Could you copy every line of the material below word for word?

[Extracted records]
— Begin —

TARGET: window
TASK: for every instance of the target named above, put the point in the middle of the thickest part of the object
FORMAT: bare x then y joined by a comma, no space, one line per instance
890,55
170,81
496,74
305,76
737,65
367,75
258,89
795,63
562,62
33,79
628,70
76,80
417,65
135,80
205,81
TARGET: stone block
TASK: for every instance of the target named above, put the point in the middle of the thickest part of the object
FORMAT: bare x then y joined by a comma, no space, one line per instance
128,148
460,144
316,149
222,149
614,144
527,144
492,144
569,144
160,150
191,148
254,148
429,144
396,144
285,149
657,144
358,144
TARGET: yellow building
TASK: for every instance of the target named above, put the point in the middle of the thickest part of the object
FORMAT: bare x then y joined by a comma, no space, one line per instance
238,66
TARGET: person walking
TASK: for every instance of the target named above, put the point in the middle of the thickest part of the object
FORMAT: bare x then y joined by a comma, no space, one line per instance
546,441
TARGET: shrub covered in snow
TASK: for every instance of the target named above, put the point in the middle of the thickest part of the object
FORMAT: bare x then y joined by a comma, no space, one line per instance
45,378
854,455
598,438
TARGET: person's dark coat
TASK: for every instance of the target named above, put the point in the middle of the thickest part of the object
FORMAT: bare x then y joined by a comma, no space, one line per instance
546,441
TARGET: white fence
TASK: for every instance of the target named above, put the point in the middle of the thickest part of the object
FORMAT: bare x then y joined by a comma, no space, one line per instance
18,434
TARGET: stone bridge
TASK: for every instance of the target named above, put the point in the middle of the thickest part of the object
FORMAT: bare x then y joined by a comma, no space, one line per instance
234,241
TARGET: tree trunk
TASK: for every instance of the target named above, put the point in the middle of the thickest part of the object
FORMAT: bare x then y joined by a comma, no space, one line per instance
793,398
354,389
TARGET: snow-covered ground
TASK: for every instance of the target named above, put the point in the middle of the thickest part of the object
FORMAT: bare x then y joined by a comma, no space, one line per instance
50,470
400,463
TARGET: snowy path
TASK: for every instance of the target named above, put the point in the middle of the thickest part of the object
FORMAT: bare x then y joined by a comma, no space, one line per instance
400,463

— End —

WRITTEN ANSWER ::
TARGET: window
TASK: for every instance of the target named above, put the point in the middle of the thickest part of the object
FORMAT: bare x then y joined by a comma, no space, one line per instance
890,55
170,81
496,74
305,76
737,65
367,75
258,89
795,63
562,62
33,79
628,70
76,80
417,65
135,80
205,81
TARGET: stone block
TASK: for every instance of the target named above, put the point in the middle of the thickest part of the object
FORMAT: bare x then y joined by a comma, no space, one line per instance
128,148
460,144
316,149
222,149
614,144
527,144
492,144
569,144
160,150
191,148
254,148
429,144
396,144
285,149
657,144
358,144
TARGET: yellow building
TASK: for every instance of the target named above, put the point in the middle of the thickest part of the object
FORMAT: bare x then y joined by a comma, no space, one line per instance
238,66
TARGET: person walking
TASK: for every instance of the target named above, put the point in the middle of the thickest part of the object
FORMAT: bare x then y joined by a comma, no space, one line per instance
546,441
TARGET: shrub covered in snow
TASK: for every instance of the target named above, put the point in the middle of the thickest part of the object
FORMAT: bare x then y joined by a comma, no space, one line per instance
45,378
854,455
598,438
TARGET: person's dark coat
TASK: for every instance of the target named above, put the point in the middle of the thickest part of the object
FORMAT: bare x then y joined by a comma, no space, one line per instance
546,441
TARGET: white fence
TASK: for every instance of the target named above, put the point in the middle of the thickest part of the object
FORMAT: bare x then y joined by a comma, no space, one line per instance
18,434
TARGET: stone bridge
TASK: for every instance of the target named above, put the point in the middle of the thickest part of the object
FORMAT: bare x then y joined by a comma, no space, one line per instance
234,241
TARGET: tree trunk
TASK: for every instance of the target named above, put the point in the middle of the thickest part of the object
FORMAT: bare x then y joined by a comma, no space, one line per instance
793,398
354,389
TARGET: snow-covered ground
TASK: for every instance of the target named above, put the point in the middle of the thickest part of the object
FORMAT: bare x then y joined by a comma, no space, one line per instance
50,470
400,463
TARGET: snowy path
TASK: for every instance of the target named above, put the point in the middle of the thickest part of the object
FORMAT: bare x then y joined by a comma, no space, one line per instance
400,463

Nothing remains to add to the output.